**TASK INPUT**.
╔══
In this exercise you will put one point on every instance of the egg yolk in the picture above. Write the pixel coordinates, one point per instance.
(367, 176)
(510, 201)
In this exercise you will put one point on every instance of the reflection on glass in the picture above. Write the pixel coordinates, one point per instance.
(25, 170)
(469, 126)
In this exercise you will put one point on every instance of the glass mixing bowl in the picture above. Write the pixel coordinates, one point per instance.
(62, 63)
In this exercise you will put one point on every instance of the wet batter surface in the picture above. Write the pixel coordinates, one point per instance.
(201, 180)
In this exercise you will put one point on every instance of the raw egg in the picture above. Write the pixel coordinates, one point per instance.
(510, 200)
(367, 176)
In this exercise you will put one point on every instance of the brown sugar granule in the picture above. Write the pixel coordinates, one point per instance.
╚══
╔══
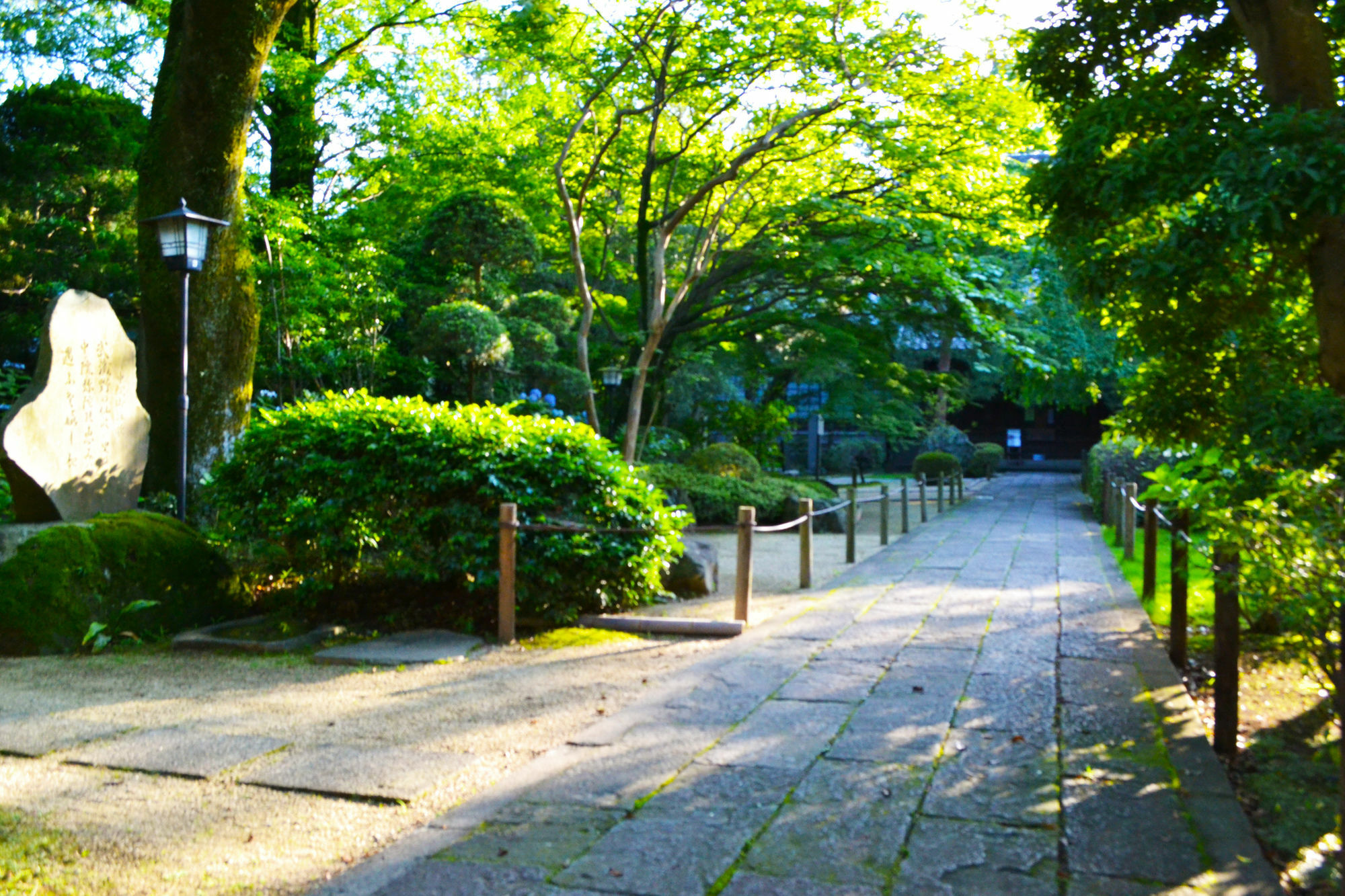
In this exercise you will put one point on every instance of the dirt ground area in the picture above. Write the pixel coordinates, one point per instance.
╚══
╔══
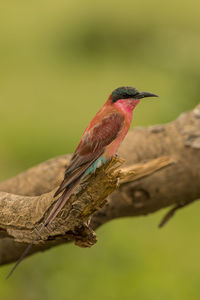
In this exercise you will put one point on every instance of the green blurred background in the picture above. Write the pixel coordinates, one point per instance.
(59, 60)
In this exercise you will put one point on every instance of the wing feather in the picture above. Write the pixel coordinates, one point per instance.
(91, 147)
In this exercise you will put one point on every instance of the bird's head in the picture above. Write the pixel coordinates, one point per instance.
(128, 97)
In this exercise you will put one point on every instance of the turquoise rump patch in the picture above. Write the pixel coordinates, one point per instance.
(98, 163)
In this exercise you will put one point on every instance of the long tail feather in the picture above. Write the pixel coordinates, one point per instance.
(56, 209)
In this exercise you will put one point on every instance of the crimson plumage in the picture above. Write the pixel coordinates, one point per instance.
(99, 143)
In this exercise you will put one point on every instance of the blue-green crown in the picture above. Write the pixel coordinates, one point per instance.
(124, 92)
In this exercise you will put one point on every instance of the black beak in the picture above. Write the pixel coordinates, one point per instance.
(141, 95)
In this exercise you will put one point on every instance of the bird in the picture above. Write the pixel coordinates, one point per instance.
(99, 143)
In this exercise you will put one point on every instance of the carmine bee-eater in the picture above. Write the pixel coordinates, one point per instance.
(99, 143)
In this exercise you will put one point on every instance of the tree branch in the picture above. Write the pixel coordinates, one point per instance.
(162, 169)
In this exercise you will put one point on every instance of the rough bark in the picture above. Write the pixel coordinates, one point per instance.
╚══
**WHAT THE EXERCISE ASKS**.
Write out the lines of the records from the line containing "of the wing" up to and including the line containing "of the rough" as a Markdown table with the columns Row and Text, leaving out blank lines.

**ANSWER TO THE TASK**.
| Row | Text |
|---|---|
| 1 | In this exercise you will put one point on every instance of the wing feather in the picture above. Write the pixel coordinates, one point per instance. |
| 2 | (91, 147) |
| 3 | In this exercise you will put one point on every instance of the bird's head in the picture above. Write the pixel coordinates, one point per instance. |
| 4 | (128, 97) |
| 5 | In this exercise you will put one point on every instance of the turquoise rump patch in the picture above. Write the pixel coordinates, one point per instance. |
| 6 | (98, 163) |
| 7 | In this exercise you will put one point on every instance of the long tail feather in the picture above. Write the pixel coordinates, one point per instance. |
| 8 | (56, 209) |
| 9 | In this exercise you will put one point on every instance of the crimson plumage in the picture above. Write the pixel coordinates, one point per instance. |
| 10 | (99, 143) |
| 11 | In this exercise you will put one point on every instance of the blue-green crown in the picture above. Write the pixel coordinates, one point per instance. |
| 12 | (124, 92) |
| 13 | In this exercise you will put one point on every instance of the black beak in the picture above. Write the pixel coordinates, one point per instance. |
| 14 | (141, 95) |
| 15 | In this exercise you will put one point on every instance of the bird in the picture above. Write the pixel coordinates, one point per instance. |
| 16 | (99, 143) |
| 17 | In this exercise you will put one point on every instance of the carmine bee-eater in the picture above. Write the pixel coordinates, one point per instance. |
| 18 | (99, 143) |
| 19 | In this exercise you will put one point on every instance of the tree branch in the picture above. Write the pixel coordinates, one point per instance. |
| 20 | (162, 169) |
| 21 | In this exercise you will put one point on every instance of the rough bark in the picture above. Write the pixel coordinates, one point per instance. |